Task
Copy the passage on the TRACER cloud radar products from "The SACRGRID VAP" to "and differential reflectivity.", substituting "SNR" for "signal-to-noise ratio".

Passage shown
<<<<

Published: 7 July 2025

Gridded radar reflectivity from KASACRGRIDRHI is shown for a case that occurred May 6, 2022, during the TRACER field campaign. The azimuth angle is about 30 degrees (east-to-west scan). Image is from Meng Wang, Brookhaven National Laboratory.
Gridded radar reflectivity from KASACRGRIDRHI is shown for a case that occurred May 6, 2022, during the TRACER field campaign. The azimuth angle is about 30 degrees (east-to-west scan). Image is from Meng Wang, Brookhaven National Laboratory.

The Atmospheric Radiation Measurement (ARM) User Facility released a new set of four cloud radar value-added products (VAPs) for the 2021–2022 TRacking Aerosol Convection interactions ExpeRiment (TRACER) in the Houston, Texas, area.

The Scanning ARM Cloud Radar Grid (SACRGRID) family of VAPs provides radar moments and derived quantities from scanning cloud radars on a Cartesian grid to make it easier for scientists to use TRACER’s scanning ARM cloud radar observations.

The SACRGRID VAP releases for TRACER consist of gridded range-height indicator (RHI) and plan position indicator (PPI) scans from the Ka-Band Scanning ARM Cloud Radar (KASACR) and X-Band Scanning ARM Cloud Radar (XSACR).

All four VAPs, which are available in evaluation mode, use b1-level calibrated radar data as input. The calibrated gridded radar moments provided by these VAPs include reflectivity, mean Doppler velocity, spectral width, signal-to-noise ratio, differential phase, and differential reflectivity.

The KASACRGRIDRHI and XSACRGRIDRHI VAPs remap RHI-type scans onto a Cartesian grid. During TRACER, ARM employed the Hemispheric Sky RHI (HSRHI) scan strategy, which consisted of consecutive horizon-to-vertical scans (elevation angles from 0 to 150 degrees) at azimuths of 0, 30, 60, 90, 120, and 150 degrees.

Input data for both VAPs are b1-level calibrated HSRHI data. Gridding is performed using a nearest neighbor algorithm, with a censor mask applied to identify significant echoes, such as clutter, clouds, and precipitation. Gaseous attenuation correction is applied to the KASACR data before gridding to eliminate water vapor as a source of signal attenuation.

The output is a single c1-level netCDF file with calibrated radar moments remapped onto a two-dimensional (2D) Cartesian grid.

>>>>

Source excerpt
<<<<

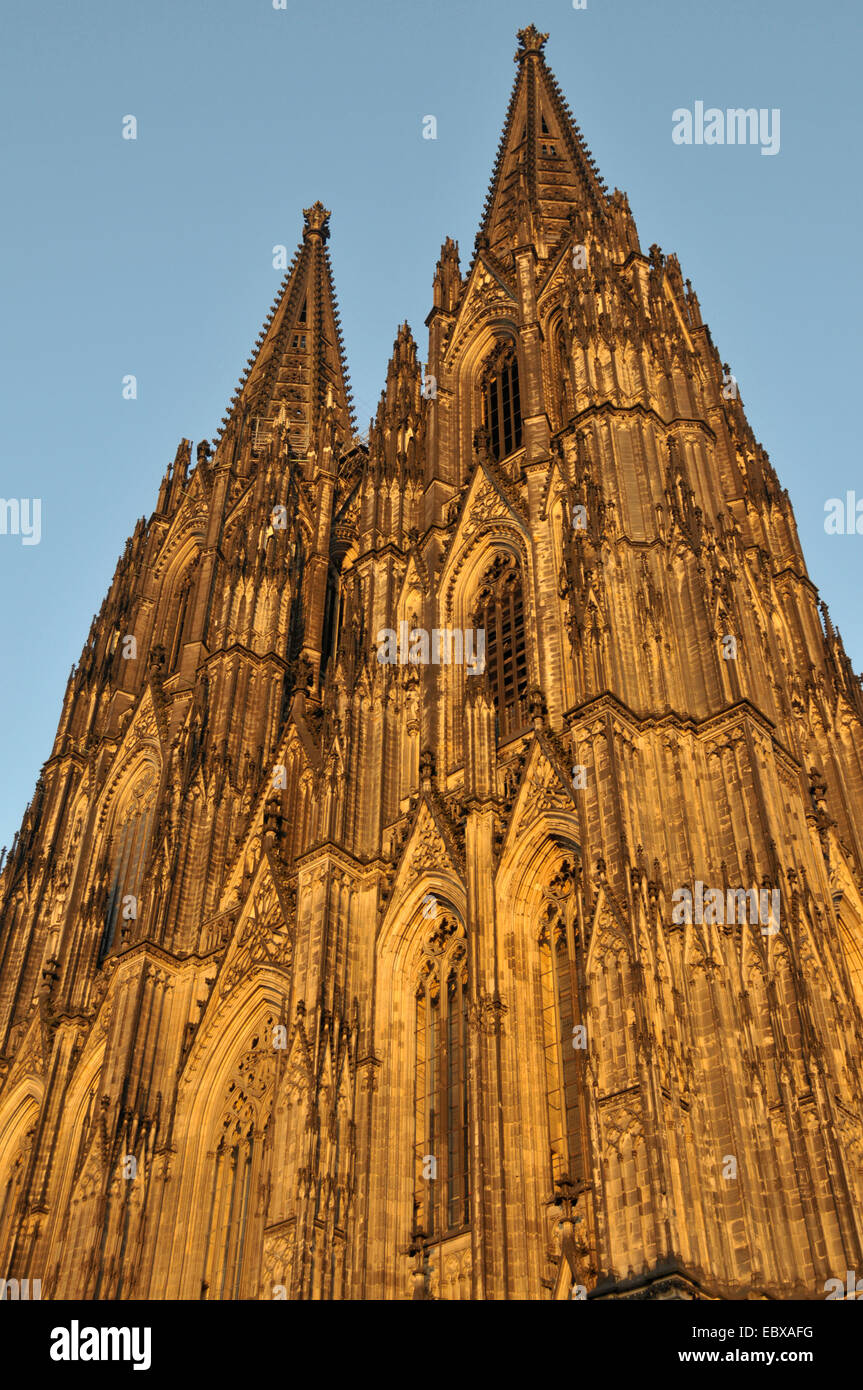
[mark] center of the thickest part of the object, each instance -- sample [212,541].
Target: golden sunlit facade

>>>>

Answer for the task
The SACRGRID VAP releases for TRACER consist of gridded range-height indicator (RHI) and plan position indicator (PPI) scans from the Ka-Band Scanning ARM Cloud Radar (KASACR) and X-Band Scanning ARM Cloud Radar (XSACR).

All four VAPs, which are available in evaluation mode, use b1-level calibrated radar data as input. The calibrated gridded radar moments provided by these VAPs include reflectivity, mean Doppler velocity, spectral width, SNR, differential phase, and differential reflectivity.